* RECORDS FOR THIS EXERCISE *

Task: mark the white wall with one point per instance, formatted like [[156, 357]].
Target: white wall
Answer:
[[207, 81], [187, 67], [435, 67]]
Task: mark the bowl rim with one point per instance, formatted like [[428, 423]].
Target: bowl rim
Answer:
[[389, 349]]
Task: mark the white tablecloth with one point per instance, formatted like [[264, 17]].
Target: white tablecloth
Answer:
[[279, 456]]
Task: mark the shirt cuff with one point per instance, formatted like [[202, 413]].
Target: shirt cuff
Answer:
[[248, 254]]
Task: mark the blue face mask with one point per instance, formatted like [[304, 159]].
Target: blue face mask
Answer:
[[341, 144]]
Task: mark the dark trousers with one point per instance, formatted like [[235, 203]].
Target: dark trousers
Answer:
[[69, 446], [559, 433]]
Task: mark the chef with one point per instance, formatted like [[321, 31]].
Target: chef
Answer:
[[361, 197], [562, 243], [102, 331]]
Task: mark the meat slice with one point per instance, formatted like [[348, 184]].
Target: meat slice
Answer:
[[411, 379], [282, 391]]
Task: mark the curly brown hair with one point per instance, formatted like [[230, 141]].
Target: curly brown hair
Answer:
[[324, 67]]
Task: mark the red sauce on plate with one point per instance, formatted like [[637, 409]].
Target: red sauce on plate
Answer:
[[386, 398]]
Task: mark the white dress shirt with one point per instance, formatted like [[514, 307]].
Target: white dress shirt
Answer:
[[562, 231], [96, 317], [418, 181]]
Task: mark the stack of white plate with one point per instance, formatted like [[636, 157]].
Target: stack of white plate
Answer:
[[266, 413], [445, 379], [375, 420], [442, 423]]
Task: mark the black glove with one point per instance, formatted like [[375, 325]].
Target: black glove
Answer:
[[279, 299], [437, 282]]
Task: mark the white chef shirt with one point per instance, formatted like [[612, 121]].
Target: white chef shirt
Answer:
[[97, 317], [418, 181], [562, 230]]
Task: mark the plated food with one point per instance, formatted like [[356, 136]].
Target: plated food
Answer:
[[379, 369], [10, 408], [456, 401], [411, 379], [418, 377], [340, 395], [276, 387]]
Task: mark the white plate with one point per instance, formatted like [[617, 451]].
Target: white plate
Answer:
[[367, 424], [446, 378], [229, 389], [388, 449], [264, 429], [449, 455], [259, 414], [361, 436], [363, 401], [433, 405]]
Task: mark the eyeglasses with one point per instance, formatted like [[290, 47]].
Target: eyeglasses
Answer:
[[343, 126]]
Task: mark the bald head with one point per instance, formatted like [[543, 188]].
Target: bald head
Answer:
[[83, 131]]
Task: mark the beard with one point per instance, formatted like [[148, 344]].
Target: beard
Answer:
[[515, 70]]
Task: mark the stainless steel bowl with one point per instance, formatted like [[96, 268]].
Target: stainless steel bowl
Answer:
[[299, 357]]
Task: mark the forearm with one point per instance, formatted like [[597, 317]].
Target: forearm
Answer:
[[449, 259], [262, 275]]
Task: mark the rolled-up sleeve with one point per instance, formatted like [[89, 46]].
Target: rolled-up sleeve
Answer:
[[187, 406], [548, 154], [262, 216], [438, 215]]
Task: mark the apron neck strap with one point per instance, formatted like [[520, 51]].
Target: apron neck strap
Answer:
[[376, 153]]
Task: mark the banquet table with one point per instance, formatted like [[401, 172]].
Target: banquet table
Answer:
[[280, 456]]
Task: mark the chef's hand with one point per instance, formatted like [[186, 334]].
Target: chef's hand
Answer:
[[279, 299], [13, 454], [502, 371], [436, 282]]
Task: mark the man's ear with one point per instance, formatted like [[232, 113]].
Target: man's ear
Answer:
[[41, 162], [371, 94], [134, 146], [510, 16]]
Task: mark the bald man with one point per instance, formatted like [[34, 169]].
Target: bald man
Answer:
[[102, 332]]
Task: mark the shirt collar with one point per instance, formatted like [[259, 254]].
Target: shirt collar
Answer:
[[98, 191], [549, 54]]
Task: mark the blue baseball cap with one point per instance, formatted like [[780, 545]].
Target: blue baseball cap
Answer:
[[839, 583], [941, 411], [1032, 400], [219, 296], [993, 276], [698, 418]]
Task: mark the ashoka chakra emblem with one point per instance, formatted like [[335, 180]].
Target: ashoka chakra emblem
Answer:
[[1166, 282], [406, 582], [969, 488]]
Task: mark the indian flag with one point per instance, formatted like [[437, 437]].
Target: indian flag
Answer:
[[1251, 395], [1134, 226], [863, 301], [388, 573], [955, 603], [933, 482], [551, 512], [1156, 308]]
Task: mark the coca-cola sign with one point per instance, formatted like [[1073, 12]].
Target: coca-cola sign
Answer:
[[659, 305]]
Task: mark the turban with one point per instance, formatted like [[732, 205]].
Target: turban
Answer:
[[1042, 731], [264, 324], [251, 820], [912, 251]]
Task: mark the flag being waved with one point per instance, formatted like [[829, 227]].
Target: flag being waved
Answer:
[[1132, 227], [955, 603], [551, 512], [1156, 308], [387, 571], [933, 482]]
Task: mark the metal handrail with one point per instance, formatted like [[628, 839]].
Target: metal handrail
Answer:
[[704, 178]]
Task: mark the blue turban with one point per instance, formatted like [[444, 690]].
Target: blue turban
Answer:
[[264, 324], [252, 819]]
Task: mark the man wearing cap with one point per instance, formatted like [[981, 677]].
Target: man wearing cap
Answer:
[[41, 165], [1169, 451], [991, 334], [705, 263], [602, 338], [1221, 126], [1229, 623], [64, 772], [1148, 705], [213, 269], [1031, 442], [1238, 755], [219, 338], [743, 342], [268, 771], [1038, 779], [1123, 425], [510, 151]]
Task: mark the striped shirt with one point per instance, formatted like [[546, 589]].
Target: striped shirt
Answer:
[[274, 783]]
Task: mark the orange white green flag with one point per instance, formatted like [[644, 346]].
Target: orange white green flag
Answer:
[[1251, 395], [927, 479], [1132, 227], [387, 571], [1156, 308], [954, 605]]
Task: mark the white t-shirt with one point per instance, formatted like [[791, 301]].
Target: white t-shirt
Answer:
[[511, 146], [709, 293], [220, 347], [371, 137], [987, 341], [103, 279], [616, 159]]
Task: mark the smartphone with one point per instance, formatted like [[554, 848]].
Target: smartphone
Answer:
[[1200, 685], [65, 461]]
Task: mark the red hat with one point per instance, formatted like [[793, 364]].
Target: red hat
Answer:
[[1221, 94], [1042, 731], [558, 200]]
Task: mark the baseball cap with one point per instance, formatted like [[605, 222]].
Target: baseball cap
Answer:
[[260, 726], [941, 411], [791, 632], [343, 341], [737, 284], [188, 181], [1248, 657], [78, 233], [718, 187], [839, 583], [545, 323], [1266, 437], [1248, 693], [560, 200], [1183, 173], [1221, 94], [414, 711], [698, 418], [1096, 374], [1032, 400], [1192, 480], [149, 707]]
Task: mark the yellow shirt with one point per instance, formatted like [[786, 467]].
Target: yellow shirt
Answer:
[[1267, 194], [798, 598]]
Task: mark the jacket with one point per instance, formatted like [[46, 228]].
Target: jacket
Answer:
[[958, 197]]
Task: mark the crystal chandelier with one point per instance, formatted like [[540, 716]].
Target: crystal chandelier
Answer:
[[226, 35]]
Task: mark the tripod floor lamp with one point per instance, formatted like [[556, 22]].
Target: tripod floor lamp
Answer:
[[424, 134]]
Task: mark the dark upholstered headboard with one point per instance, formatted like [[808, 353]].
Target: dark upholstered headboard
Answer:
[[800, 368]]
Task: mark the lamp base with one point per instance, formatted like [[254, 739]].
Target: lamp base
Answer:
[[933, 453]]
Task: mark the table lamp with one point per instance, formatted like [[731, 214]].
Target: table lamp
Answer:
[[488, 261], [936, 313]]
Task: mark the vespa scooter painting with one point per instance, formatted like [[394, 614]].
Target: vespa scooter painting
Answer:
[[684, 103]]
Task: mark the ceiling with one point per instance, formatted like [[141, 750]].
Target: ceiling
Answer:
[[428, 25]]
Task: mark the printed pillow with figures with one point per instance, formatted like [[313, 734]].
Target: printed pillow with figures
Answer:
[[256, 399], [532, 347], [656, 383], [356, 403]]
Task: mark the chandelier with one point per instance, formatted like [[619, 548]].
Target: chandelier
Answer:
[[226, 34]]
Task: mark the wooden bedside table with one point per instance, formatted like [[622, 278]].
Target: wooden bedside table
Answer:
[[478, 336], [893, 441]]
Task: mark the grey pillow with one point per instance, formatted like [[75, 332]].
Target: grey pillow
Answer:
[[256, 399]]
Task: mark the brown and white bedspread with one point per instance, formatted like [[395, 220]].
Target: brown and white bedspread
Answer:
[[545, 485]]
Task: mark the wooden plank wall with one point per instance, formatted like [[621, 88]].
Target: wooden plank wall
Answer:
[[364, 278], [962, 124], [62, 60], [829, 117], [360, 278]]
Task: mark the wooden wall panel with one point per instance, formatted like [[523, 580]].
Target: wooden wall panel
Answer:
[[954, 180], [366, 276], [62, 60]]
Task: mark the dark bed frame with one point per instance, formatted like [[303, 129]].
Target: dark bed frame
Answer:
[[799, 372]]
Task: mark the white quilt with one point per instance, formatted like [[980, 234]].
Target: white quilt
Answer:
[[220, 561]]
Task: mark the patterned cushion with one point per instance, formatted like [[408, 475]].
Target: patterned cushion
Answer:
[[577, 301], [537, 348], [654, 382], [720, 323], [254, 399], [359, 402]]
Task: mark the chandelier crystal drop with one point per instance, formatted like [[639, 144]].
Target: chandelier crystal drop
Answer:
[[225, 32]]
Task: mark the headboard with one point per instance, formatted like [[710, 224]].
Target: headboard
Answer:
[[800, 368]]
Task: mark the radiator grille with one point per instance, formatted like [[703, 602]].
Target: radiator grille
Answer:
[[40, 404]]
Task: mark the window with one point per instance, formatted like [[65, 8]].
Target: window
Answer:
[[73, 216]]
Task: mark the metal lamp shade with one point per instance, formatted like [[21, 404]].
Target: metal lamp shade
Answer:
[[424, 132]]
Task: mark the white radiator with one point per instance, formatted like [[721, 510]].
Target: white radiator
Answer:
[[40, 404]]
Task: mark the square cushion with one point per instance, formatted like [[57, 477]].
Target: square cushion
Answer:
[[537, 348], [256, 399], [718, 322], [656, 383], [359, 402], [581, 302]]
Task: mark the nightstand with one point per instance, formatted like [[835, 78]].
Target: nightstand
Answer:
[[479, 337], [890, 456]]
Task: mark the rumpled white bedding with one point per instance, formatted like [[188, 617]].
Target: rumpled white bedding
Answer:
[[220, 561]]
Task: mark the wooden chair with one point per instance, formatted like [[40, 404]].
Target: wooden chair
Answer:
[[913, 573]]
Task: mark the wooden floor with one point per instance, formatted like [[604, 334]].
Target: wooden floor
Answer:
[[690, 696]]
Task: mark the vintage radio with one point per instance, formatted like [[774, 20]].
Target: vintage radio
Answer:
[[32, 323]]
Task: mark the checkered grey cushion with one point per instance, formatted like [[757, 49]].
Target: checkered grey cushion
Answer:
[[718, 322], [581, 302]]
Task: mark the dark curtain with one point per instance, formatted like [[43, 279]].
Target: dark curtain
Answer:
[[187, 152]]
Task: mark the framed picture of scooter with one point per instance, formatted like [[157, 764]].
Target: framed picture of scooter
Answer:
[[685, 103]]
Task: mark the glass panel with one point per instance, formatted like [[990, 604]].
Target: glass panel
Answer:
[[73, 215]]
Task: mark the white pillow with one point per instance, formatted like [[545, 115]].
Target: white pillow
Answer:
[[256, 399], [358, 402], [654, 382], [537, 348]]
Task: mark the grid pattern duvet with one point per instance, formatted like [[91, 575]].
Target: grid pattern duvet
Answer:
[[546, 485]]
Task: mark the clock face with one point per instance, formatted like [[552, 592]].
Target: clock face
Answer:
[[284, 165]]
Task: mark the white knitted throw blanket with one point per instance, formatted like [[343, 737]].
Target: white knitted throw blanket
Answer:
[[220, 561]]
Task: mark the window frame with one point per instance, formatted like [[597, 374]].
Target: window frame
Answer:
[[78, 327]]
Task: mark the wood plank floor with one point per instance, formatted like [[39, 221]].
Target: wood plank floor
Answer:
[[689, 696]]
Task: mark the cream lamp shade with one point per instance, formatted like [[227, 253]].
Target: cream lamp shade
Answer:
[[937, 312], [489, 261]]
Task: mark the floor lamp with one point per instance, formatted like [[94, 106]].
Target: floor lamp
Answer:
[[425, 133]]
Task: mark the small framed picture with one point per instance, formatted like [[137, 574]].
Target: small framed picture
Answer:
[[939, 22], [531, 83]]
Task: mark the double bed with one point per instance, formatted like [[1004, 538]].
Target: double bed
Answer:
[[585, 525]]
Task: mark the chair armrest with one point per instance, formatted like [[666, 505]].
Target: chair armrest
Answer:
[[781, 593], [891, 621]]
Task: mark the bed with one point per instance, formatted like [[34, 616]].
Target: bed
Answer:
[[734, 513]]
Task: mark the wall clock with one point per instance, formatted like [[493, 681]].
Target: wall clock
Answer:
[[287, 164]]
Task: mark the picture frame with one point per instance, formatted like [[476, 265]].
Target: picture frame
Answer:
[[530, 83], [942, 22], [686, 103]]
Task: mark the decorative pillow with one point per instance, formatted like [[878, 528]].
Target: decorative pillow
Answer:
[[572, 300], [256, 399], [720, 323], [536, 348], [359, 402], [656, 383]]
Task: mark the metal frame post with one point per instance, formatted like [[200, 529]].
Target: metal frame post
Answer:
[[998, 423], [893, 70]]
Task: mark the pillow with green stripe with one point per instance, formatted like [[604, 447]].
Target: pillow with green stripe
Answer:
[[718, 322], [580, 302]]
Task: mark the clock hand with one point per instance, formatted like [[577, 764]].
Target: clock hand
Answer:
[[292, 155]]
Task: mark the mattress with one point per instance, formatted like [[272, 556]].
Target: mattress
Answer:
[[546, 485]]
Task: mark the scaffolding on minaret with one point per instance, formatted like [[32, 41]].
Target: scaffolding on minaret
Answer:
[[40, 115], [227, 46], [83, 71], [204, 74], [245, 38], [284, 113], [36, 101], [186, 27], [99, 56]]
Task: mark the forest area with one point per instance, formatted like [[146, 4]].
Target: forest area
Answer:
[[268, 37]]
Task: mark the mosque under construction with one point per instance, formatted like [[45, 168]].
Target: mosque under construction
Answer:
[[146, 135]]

* GIVEN EXERCISE *
Copy the stretch of the listing above from the line containing "Task: mark the wooden bedside" through the line containing "[[256, 399]]", both ends included, character for character.

* FULL OUTPUT *
Task: mark the wooden bedside table with one point per instance, formatted like [[622, 278]].
Target: wooden bedside table
Answer:
[[478, 336], [893, 441]]
Task: mark the grey pillow with one point per instance, formatted like [[75, 332]].
Target: grey pillow
Answer:
[[256, 399]]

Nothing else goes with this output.